To do: Keep the pictures out. Restate the entries below word for word.

-------

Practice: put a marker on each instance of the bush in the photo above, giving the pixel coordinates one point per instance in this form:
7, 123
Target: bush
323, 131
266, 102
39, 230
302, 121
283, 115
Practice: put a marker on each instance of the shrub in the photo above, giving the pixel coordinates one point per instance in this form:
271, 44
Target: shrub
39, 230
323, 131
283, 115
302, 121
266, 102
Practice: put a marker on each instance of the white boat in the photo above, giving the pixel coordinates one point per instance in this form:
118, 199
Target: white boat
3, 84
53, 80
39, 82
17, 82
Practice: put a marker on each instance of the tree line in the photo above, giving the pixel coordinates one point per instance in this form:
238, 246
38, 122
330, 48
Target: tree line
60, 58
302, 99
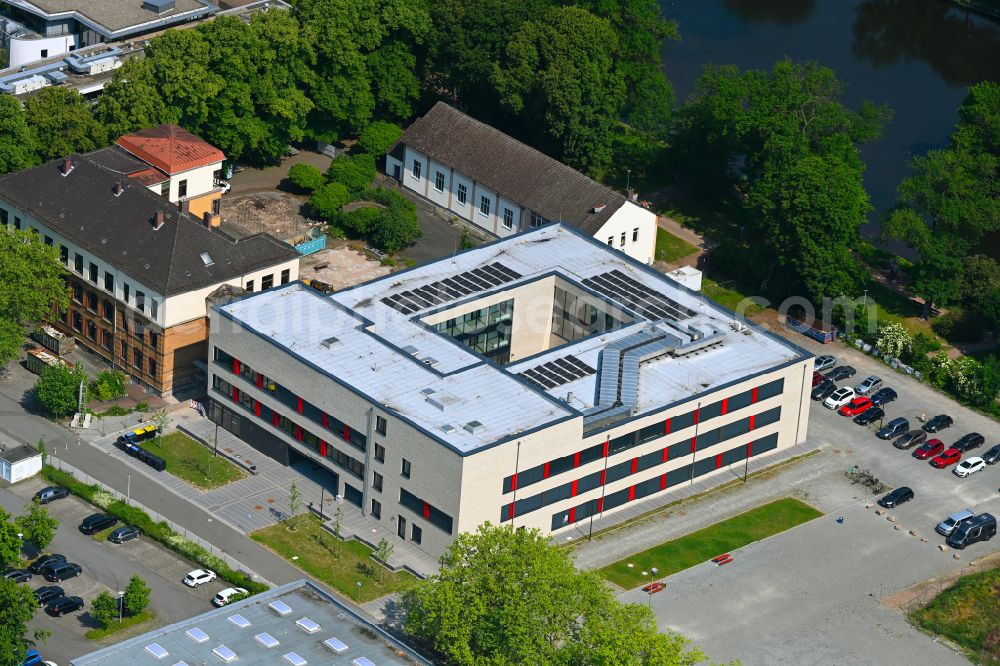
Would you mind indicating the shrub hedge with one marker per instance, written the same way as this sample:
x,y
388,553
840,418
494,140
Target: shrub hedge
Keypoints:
x,y
131,515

-------

Result for this exercise:
Practice: put a marker on each instance of the bush in the photo above, giving the pixel coordinates one point per instance in this form:
7, 123
Target: bush
323, 131
266, 102
39, 230
302, 121
283, 115
Practice: put a marker on each instance of the shrub in the photo above, giving the pixel coordinates one point per instance in this form:
271, 44
Target: shrub
39, 230
323, 131
283, 115
302, 121
266, 102
Practice: put a marker on each instance of the white boat in the photo above, giving the pixel coordinates one point per instance in this form:
118, 199
Target: white boat
3, 84
53, 80
39, 82
17, 82
Practice: put a marker on each instance of the tree line in the photo above, giving the pixel coordinates one point per instance in this form:
238, 246
38, 122
330, 48
Target: tree line
60, 58
302, 99
Would you mind indicating the shrub hedge with one marker per instance, written the same way as this sample:
x,y
388,553
840,418
494,140
Target: shrub hedge
Keypoints:
x,y
131,515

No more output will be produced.